═══ GIVEN INFORMATION ═══

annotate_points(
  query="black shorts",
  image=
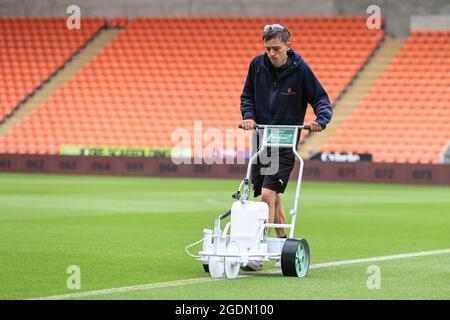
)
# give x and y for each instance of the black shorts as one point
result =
(275, 181)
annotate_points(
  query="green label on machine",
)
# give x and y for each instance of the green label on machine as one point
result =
(280, 135)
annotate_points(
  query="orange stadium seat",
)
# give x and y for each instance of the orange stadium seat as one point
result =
(160, 74)
(32, 49)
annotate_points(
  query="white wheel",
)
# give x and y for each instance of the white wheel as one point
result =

═══

_YOUR GOAL:_
Give the data again exactly as it stands, apart from the pictures.

_ANSWER SPACE:_
annotate_points(
  query="black shorts",
  image=
)
# give x and y for each instance of the black shorts as one point
result =
(275, 181)
annotate_points(
  query="green label on machine",
)
# give x and y for each instance of the green label on machine as one point
result =
(280, 135)
annotate_points(
  query="orange stadium seat",
)
# give x and y for each instance of the orange stadium seat as one point
result =
(160, 74)
(32, 49)
annotate_points(
  query="white wheel",
)
# give x and y for each instance of the white wheel as one point
result =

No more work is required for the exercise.